• Text passage:

——————————

OBJECTIVES: (L-R) Dr Carolyn Conroy, Dr Lauren Darwin, Gifty Burrows

A MISSION to explore the presence of Africans in one northern city has proven that black people have helped to put the “Great” into Great Britain.

A burning desire to show the true picture of diversity in the North East led one woman to start a project that has become a successful exhibition and uncovered some extraordinary family histories. When Gifty Burrows founded the William Wilberforce Monument Fund in 2013 her main objective was to raise funds to light the Wilberforce monument in time for the Hull UK City of Culture 2017.

The project also saw the gilding of the scroll in Wilberforce’s right hand to bring to prominence the significance of the act to abolish the slave trade.
But determined to show that people of African descent were living in the city long before the Windrush era, Ghanaian born Gifty and her team were granted £39,100 by the Heritage Lottery Fund to delve into the history of the area from the 1750s to 2007.

“The African Stories project evolved from wanting to bring a greater understanding of black people’s contribution to this region’s social history, especially to those people who aren’t familiar with people from a different background.

——————————

[Records in a dataset]
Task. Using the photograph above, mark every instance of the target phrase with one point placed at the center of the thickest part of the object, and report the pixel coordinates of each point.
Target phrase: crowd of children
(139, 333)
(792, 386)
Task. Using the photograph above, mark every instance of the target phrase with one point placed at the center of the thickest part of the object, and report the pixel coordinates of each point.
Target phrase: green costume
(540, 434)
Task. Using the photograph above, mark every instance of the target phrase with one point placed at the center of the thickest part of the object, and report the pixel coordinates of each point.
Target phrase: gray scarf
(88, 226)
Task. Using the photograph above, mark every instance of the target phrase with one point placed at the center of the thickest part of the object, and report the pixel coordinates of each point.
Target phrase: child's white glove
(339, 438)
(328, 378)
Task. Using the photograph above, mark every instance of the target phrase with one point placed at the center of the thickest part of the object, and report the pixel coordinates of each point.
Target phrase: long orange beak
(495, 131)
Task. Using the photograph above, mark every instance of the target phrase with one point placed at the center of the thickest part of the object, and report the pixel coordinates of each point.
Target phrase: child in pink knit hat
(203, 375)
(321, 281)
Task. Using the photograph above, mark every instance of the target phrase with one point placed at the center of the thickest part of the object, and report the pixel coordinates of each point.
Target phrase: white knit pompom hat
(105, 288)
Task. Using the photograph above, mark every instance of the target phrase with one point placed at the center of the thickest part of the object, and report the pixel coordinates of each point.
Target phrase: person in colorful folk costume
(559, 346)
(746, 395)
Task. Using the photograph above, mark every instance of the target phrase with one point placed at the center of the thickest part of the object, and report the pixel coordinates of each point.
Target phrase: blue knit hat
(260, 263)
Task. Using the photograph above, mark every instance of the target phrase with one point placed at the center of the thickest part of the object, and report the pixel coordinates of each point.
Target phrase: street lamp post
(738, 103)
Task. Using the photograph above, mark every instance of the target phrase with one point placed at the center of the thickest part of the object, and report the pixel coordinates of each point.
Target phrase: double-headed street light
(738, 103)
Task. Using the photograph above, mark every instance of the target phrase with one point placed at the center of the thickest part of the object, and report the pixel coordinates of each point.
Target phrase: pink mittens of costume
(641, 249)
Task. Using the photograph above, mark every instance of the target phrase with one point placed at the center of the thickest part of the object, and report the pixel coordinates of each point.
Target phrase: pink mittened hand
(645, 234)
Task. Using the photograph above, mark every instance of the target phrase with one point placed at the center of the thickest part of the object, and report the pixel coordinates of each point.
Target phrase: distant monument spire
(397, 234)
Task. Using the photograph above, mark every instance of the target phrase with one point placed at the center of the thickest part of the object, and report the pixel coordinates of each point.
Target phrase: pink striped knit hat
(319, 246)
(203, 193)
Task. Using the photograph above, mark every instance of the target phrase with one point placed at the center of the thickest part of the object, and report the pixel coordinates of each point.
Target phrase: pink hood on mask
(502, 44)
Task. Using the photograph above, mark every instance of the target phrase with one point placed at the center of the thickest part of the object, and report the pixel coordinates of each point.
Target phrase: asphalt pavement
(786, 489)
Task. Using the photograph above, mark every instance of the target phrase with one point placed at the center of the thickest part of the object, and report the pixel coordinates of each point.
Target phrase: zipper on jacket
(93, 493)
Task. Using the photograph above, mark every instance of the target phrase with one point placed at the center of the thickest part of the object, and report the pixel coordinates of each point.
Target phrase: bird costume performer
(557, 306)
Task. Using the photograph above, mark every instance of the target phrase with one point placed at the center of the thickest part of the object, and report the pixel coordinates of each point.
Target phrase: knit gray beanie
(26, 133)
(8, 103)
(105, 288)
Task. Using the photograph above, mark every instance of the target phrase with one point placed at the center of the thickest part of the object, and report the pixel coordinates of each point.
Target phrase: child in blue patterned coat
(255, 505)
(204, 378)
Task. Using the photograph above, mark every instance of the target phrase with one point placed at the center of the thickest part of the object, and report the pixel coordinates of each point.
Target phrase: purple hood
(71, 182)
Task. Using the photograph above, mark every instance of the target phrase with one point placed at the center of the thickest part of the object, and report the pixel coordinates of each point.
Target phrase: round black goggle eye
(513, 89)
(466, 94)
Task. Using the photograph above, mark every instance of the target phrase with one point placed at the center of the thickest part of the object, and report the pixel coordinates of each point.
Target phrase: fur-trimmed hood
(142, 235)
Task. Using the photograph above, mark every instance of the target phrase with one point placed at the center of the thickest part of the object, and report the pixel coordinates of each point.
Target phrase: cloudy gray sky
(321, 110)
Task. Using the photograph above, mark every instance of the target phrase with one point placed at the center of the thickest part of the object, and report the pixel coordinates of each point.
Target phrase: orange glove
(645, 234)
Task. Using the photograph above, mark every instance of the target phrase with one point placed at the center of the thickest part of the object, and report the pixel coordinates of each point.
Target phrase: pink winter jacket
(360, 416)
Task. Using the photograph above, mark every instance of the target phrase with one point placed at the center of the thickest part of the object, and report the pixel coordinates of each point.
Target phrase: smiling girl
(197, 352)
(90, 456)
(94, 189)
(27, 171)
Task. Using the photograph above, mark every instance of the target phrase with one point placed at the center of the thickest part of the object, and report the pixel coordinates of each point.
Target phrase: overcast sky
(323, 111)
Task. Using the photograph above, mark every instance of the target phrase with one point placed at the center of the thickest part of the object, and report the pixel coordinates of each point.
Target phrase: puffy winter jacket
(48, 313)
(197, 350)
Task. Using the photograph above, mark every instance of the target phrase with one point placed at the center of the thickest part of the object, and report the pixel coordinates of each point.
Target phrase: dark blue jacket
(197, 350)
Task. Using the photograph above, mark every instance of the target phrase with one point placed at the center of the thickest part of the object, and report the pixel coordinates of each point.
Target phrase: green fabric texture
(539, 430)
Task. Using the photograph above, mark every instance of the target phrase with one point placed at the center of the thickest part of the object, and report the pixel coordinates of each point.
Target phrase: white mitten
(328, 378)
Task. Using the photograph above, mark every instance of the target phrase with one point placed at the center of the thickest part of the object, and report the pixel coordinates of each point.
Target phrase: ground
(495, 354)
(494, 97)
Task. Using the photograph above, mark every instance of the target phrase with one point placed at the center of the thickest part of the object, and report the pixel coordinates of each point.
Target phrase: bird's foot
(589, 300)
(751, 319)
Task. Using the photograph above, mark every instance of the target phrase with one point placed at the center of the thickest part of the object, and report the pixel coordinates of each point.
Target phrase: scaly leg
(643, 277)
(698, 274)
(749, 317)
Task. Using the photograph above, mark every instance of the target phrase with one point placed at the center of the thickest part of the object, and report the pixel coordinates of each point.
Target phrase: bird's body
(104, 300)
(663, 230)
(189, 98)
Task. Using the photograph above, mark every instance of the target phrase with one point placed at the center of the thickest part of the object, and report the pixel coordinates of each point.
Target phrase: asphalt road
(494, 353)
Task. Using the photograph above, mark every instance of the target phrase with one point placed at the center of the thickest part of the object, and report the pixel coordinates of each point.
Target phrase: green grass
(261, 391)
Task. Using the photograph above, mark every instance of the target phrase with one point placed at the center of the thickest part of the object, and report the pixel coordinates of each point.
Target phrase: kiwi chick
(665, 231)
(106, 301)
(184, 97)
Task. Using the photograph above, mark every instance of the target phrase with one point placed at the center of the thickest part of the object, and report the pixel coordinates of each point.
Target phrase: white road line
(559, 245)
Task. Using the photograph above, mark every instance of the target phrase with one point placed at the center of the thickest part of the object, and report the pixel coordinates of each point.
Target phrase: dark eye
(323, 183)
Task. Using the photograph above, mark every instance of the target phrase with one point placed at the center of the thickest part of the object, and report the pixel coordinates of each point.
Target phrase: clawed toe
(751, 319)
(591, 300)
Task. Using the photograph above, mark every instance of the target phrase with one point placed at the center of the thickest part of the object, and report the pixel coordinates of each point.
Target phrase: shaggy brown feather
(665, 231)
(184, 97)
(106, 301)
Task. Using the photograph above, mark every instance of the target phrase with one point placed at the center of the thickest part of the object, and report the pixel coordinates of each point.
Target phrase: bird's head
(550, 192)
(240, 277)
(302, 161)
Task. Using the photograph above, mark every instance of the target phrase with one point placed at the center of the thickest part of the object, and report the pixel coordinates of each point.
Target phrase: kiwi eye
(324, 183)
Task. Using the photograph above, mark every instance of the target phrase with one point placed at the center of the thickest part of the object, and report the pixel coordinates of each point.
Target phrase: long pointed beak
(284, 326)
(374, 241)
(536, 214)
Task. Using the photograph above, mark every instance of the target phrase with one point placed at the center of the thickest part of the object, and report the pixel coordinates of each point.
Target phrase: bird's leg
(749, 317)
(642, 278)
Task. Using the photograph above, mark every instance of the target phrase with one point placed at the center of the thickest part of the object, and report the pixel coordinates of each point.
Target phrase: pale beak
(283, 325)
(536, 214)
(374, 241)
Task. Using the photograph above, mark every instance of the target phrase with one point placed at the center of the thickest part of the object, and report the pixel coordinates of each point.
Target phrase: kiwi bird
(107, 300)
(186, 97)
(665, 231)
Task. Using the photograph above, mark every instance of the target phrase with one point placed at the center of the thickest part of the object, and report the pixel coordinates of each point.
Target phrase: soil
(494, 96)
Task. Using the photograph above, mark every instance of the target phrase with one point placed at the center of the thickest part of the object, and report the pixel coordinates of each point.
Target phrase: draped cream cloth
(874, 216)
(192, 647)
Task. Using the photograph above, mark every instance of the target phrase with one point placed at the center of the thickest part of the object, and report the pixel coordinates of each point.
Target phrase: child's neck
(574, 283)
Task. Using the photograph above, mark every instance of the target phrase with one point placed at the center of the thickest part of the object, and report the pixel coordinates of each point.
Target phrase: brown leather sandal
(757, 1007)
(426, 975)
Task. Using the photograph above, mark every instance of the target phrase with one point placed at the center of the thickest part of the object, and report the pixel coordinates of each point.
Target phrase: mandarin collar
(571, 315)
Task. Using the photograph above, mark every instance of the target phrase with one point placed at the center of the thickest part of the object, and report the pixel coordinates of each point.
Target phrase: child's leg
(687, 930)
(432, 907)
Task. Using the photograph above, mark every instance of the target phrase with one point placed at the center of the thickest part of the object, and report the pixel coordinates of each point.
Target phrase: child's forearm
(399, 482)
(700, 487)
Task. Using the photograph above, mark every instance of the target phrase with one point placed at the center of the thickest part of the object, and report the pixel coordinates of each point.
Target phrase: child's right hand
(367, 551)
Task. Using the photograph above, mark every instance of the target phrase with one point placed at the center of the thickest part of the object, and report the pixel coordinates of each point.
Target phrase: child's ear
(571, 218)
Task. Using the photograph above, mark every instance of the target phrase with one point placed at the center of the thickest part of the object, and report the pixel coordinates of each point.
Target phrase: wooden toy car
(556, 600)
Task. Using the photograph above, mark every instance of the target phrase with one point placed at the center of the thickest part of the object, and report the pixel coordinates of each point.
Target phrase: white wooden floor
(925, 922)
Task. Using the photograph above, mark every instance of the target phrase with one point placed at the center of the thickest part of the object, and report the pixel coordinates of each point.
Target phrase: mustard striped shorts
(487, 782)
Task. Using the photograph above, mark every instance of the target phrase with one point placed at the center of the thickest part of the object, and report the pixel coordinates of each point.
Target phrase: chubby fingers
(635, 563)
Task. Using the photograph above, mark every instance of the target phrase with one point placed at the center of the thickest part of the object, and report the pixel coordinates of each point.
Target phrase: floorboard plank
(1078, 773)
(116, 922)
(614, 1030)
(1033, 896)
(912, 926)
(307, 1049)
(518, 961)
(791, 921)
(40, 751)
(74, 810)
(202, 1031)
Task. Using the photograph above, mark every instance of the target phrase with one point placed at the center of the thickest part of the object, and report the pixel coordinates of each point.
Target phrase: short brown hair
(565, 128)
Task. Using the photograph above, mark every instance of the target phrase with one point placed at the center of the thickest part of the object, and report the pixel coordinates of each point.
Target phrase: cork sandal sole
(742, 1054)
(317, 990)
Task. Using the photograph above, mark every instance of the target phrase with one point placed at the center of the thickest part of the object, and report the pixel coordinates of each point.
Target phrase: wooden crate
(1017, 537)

——————————

• Prompt: Print the full passage about the African Stories project in Hull, word for word.

• Response for this exercise:
OBJECTIVES: (L-R) Dr Carolyn Conroy, Dr Lauren Darwin, Gifty Burrows

A MISSION to explore the presence of Africans in one northern city has proven that black people have helped to put the “Great” into Great Britain.

A burning desire to show the true picture of diversity in the North East led one woman to start a project that has become a successful exhibition and uncovered some extraordinary family histories. When Gifty Burrows founded the William Wilberforce Monument Fund in 2013 her main objective was to raise funds to light the Wilberforce monument in time for the Hull UK City of Culture 2017.

The project also saw the gilding of the scroll in Wilberforce’s right hand to bring to prominence the significance of the act to abolish the slave trade.
But determined to show that people of African descent were living in the city long before the Windrush era, Ghanaian born Gifty and her team were granted £39,100 by the Heritage Lottery Fund to delve into the history of the area from the 1750s to 2007.

“The African Stories project evolved from wanting to bring a greater understanding of black people’s contribution to this region’s social history, especially to those people who aren’t familiar with people from a different background.